╭─ PROVIDED DATA

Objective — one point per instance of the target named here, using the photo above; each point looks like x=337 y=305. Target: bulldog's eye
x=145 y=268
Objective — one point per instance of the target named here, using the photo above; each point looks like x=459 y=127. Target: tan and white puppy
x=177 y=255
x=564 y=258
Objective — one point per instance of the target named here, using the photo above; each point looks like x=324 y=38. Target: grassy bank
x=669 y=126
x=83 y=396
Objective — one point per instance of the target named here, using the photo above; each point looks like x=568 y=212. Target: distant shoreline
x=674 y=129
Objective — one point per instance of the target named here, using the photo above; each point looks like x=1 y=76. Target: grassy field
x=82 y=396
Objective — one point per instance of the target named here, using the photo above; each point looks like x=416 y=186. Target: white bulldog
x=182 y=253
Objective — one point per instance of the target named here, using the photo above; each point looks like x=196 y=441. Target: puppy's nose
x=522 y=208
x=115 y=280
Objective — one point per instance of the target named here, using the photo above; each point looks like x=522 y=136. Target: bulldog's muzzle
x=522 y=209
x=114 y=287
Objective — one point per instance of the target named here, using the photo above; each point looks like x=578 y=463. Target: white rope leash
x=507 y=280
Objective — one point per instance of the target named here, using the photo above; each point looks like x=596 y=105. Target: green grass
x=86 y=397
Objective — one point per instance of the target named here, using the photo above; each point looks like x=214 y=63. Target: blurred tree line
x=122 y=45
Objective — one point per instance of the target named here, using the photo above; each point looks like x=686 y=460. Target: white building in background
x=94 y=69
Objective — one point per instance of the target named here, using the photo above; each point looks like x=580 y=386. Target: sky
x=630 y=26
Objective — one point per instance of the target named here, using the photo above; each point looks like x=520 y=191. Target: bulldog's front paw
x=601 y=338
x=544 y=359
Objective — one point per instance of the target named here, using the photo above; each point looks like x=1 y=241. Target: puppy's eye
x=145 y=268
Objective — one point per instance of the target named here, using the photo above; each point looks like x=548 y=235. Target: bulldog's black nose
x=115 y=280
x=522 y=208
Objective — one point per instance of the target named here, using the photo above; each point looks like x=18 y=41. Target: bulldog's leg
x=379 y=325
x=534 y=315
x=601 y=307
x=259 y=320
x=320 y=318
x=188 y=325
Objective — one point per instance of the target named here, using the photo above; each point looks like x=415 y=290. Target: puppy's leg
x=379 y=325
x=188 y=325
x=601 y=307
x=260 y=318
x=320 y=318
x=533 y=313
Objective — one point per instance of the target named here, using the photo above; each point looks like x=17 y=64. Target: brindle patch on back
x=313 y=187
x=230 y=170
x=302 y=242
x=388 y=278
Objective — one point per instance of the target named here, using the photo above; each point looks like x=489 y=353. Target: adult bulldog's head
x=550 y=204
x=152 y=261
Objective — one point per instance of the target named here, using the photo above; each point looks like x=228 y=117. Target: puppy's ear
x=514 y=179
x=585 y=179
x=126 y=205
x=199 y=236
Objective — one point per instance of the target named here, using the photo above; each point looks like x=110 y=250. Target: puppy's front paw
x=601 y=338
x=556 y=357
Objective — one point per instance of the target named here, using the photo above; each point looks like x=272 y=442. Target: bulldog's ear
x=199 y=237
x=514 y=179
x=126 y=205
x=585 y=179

╰─

* WORK INSTRUCTIONS *
Copy out the items above, changing every "puppy" to "pup" and leaving everything else as it is.

* ANSWER TO THE PROBLEM *
Objective — one point per instance of the target named here, using the photo above; each point looks like x=337 y=305. Target: bulldog's eye
x=145 y=268
Objective — one point per instance of the target named here, using the photo above; each point looks like x=459 y=127. Target: tan and white pup
x=177 y=255
x=564 y=258
Objective — one point per instance of the target named here, using the photo above; each point looks like x=324 y=38. Target: grassy bank
x=669 y=126
x=83 y=396
Objective — one point per instance of the target named here, using the photo above; each point looks like x=568 y=212. Target: distant shoreline
x=674 y=129
Objective — one point per instance of the target named here, using the photo above; each point looks like x=1 y=76. Target: grassy field
x=82 y=396
Objective — one point per instance of the target named here, using the photo above; each point looks like x=416 y=186. Target: white bulldog
x=182 y=253
Objective — one point per instance of the target named here, using the photo above; each point looks like x=196 y=441. Target: pup's nose
x=522 y=208
x=115 y=280
Objective — one point per instance of the target named here, using the photo above; each point looks like x=522 y=136. Target: bulldog's muzzle
x=522 y=209
x=114 y=287
Objective — one point per instance of the target named here, using the photo above; each point looks like x=578 y=463. Target: white rope leash
x=507 y=280
Objective — one point per instance of the target named here, using the photo above; each point looks like x=596 y=105. Target: green grass
x=86 y=397
Objective — one point per instance of the target named here, using the photo above; each point looks like x=214 y=63. Target: blurred tree line
x=122 y=45
Objective — one point per instance of the target named here, using the photo above; each point looks like x=686 y=460. Target: white building in background
x=94 y=69
Objective — one point per instance of the target named here, using the photo above; each point looks like x=580 y=386. Target: sky
x=630 y=26
Objective — one point per instance of the target named here, using the photo above; each point looks like x=520 y=191. Target: bulldog's front paw
x=601 y=338
x=544 y=359
Objective — one point per instance of the target named here, using the photo above; each point looks like x=1 y=241. Target: pup's eye
x=145 y=268
Objective — one point per instance of the target named here, using the photo above; each point looks like x=548 y=235. Target: bulldog's black nose
x=115 y=280
x=522 y=208
Objective — one point per instance of the target named here, using the photo above; each point looks like x=18 y=41. Target: bulldog's leg
x=379 y=325
x=534 y=315
x=601 y=307
x=259 y=320
x=320 y=318
x=188 y=325
Objective — one point per instance of the target named here, using the photo above; each point looks like x=415 y=290. Target: pup's leg
x=379 y=325
x=188 y=325
x=601 y=307
x=260 y=318
x=320 y=318
x=533 y=313
Objective — one point per instance of the target named here, using the photo above; each point looks like x=17 y=64. Target: brindle patch on back
x=313 y=187
x=230 y=170
x=302 y=242
x=388 y=278
Objective — one point per instance of the target named here, using the photo above; each point looks like x=489 y=353. Target: adult bulldog's head
x=550 y=204
x=152 y=261
Objective — one point per instance of the target named here, using the photo above; each point looks like x=228 y=117. Target: pup's ear
x=514 y=179
x=585 y=179
x=126 y=205
x=199 y=236
Objective — one point per instance of the target named here, using the photo above; each point looks like x=110 y=250. Target: pup's front paw
x=601 y=338
x=556 y=357
Objective — one point per instance of the target named here, using the photo above; each point looks like x=272 y=442. Target: bulldog's ear
x=199 y=237
x=514 y=179
x=126 y=205
x=585 y=179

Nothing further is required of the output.